*Exercise requirements*. Please transcribe the data exactly, with nothing left out.

(Referring expression data)
↓↓↓
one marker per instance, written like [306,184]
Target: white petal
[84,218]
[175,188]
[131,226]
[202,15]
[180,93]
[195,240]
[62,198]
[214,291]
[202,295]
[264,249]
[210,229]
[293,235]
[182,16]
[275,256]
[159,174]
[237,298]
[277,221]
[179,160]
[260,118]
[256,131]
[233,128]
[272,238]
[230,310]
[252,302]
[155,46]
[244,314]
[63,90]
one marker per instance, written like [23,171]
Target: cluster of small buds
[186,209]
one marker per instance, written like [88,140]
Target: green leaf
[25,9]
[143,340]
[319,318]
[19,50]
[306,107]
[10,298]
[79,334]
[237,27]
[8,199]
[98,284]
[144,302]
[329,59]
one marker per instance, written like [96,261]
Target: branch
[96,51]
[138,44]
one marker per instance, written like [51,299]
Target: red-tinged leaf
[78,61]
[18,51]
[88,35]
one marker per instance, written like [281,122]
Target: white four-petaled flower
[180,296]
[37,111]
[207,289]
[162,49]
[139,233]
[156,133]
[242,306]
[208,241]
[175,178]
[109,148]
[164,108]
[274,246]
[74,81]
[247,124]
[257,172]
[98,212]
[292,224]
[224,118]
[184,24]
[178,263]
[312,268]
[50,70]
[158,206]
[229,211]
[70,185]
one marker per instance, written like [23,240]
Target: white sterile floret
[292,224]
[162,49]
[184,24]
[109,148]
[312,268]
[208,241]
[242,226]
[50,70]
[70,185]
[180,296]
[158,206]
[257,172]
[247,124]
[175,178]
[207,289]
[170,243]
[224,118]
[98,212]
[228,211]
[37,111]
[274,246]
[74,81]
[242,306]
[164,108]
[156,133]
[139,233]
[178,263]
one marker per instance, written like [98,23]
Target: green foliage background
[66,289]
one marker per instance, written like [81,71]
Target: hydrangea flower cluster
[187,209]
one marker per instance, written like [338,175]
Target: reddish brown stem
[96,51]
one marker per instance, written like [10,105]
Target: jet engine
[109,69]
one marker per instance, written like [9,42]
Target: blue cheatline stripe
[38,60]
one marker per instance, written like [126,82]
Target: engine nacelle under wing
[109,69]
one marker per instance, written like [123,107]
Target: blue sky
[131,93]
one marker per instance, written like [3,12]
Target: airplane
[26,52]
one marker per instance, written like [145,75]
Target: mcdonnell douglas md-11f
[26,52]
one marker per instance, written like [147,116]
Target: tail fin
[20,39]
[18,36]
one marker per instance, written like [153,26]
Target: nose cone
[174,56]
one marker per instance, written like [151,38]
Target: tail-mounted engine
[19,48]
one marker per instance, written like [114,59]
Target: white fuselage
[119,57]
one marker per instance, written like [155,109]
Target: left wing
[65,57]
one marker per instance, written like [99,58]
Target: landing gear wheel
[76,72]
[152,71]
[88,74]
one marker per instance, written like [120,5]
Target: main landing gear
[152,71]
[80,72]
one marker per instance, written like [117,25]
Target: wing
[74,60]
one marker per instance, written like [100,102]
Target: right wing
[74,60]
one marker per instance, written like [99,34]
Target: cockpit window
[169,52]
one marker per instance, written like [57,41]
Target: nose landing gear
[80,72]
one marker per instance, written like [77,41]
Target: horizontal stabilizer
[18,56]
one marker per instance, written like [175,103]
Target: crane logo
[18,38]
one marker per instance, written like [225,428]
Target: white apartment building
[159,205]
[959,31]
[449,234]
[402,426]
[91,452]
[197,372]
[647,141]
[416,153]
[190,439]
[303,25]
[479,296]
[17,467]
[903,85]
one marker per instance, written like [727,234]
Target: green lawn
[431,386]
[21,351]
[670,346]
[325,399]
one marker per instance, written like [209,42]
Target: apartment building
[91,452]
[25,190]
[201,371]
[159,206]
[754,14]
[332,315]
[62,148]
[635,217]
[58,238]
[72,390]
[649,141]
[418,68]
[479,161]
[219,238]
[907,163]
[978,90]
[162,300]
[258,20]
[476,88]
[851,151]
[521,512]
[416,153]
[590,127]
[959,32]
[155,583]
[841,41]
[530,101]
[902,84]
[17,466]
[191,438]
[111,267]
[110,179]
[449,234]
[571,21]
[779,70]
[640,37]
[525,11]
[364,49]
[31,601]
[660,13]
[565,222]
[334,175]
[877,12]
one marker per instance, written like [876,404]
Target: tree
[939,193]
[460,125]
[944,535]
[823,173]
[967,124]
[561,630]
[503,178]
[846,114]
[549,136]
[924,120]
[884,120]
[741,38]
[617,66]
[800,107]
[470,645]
↑↑↑
*Result of the task*.
one marker per instance, written like [306,184]
Target: white petal
[84,218]
[175,188]
[131,226]
[202,15]
[180,93]
[195,240]
[62,198]
[214,291]
[202,295]
[264,249]
[210,229]
[293,235]
[182,16]
[275,256]
[159,174]
[237,298]
[277,221]
[179,160]
[260,118]
[256,131]
[233,128]
[272,238]
[230,310]
[252,302]
[155,46]
[244,314]
[63,90]
one marker per instance, written like [23,171]
Target: cluster of small buds
[186,209]
one marker per instance, written like [88,140]
Target: green leaf
[25,9]
[143,340]
[319,318]
[19,50]
[306,107]
[10,298]
[79,334]
[237,27]
[8,199]
[98,284]
[144,302]
[329,59]
one marker per instance, written like [96,261]
Target: branch
[96,51]
[138,44]
one marker per instance, written like [51,299]
Target: red-tinged leaf
[78,61]
[18,51]
[88,35]
one marker per instance, written like [281,122]
Target: white four-petaled flower
[180,296]
[37,111]
[207,289]
[162,49]
[139,233]
[156,133]
[242,306]
[208,241]
[175,178]
[109,148]
[164,108]
[274,246]
[74,81]
[247,124]
[257,172]
[98,212]
[292,224]
[224,118]
[184,24]
[178,263]
[312,268]
[50,70]
[158,206]
[229,211]
[70,185]
one marker per instance, written like [23,240]
Target: white sterile floret
[292,224]
[162,49]
[184,24]
[109,148]
[312,268]
[208,241]
[242,226]
[50,70]
[70,185]
[180,296]
[158,206]
[257,172]
[247,124]
[175,178]
[207,289]
[170,243]
[224,118]
[98,212]
[228,211]
[37,111]
[274,246]
[74,81]
[242,306]
[164,108]
[156,133]
[139,233]
[178,263]
one marker per instance, written like [98,23]
Target: green foliage background
[66,289]
one marker per instance, written like [81,71]
Target: hydrangea flower cluster
[187,209]
one marker per instance, written like [338,175]
Target: reddish brown stem
[96,51]
one marker per instance, written like [10,105]
Target: jet engine
[109,69]
one marker per instance, written like [9,42]
Target: blue cheatline stripe
[38,60]
one marker per instance, written like [126,82]
Target: engine nacelle under wing
[109,69]
one marker per instance, written like [123,107]
Target: blue sky
[131,93]
one marker per instance, written like [3,12]
Target: airplane
[26,52]
one marker per instance, written like [145,75]
Target: mcdonnell douglas md-11f
[26,52]
one marker per instance, written like [147,116]
Target: tail fin
[20,39]
[18,36]
one marker per instance, written like [153,26]
Target: nose cone
[174,56]
one marker per instance, written like [151,38]
Target: tail-mounted engine
[19,48]
one marker per instance, written like [114,59]
Target: white fuselage
[119,57]
one marker per instance, written like [155,109]
Target: left wing
[65,57]
one marker per instance, written like [99,58]
Target: landing gear wheel
[76,72]
[152,71]
[88,74]
one marker per instance, written like [120,5]
Target: main landing gear
[152,71]
[80,72]
one marker per instance, written like [117,25]
Target: wing
[74,60]
one marker per instance, written like [100,102]
Target: right wing
[74,60]
one marker per instance, written like [99,34]
Target: cockpit window
[169,52]
one marker per instance, written like [57,41]
Target: nose landing gear
[80,72]
one marker per instance, written like [77,41]
Target: horizontal stabilizer
[18,56]
one marker per instance, written like [175,103]
Target: crane logo
[18,38]
one marker per instance, written like [225,428]
Target: white apartment building
[159,205]
[959,31]
[449,234]
[402,426]
[91,452]
[197,372]
[647,141]
[416,153]
[190,439]
[303,25]
[479,296]
[17,467]
[903,85]
one marker per instance, written like [727,234]
Target: green lawn
[431,386]
[21,351]
[670,346]
[325,399]
one marker per instance, written like [209,42]
Target: apartment building
[91,452]
[25,190]
[201,371]
[159,206]
[754,14]
[332,315]
[62,148]
[635,217]
[58,238]
[72,390]
[649,141]
[418,68]
[479,161]
[219,238]
[907,163]
[978,90]
[162,300]
[258,20]
[476,88]
[851,151]
[521,512]
[416,153]
[590,127]
[959,32]
[155,583]
[841,41]
[530,101]
[902,84]
[17,466]
[191,438]
[111,267]
[110,179]
[449,234]
[571,21]
[779,70]
[640,37]
[525,11]
[364,49]
[31,601]
[660,13]
[565,222]
[334,175]
[877,12]
one marker per instance, written like [876,404]
Target: tree
[939,193]
[460,125]
[944,535]
[823,173]
[967,124]
[561,630]
[503,178]
[846,114]
[549,136]
[924,120]
[884,120]
[741,38]
[617,66]
[800,107]
[470,645]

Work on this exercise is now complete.